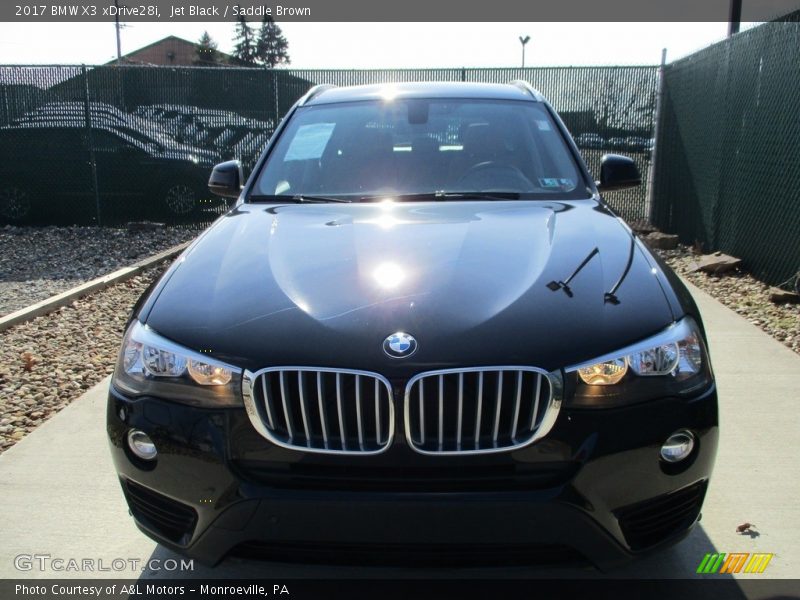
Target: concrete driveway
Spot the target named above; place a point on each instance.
(59, 495)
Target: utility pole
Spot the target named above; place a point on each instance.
(116, 23)
(734, 17)
(523, 41)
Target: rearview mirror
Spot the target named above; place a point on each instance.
(226, 179)
(618, 173)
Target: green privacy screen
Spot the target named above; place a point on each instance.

# [Exercise details]
Reproduce every one of the records above verbatim, line for line, omitting the pictures.

# [Solved problem]
Target: concrete driveway
Spot the target named above; place a point on each instance.
(59, 495)
Target: utility pole
Spot the target named above; place a point on each instance.
(116, 23)
(734, 17)
(523, 41)
Target: rearview mirror
Spot the target named above; place a point on each instance.
(226, 179)
(618, 173)
Target: green privacy screen
Spot the target named above; place a point on each instance.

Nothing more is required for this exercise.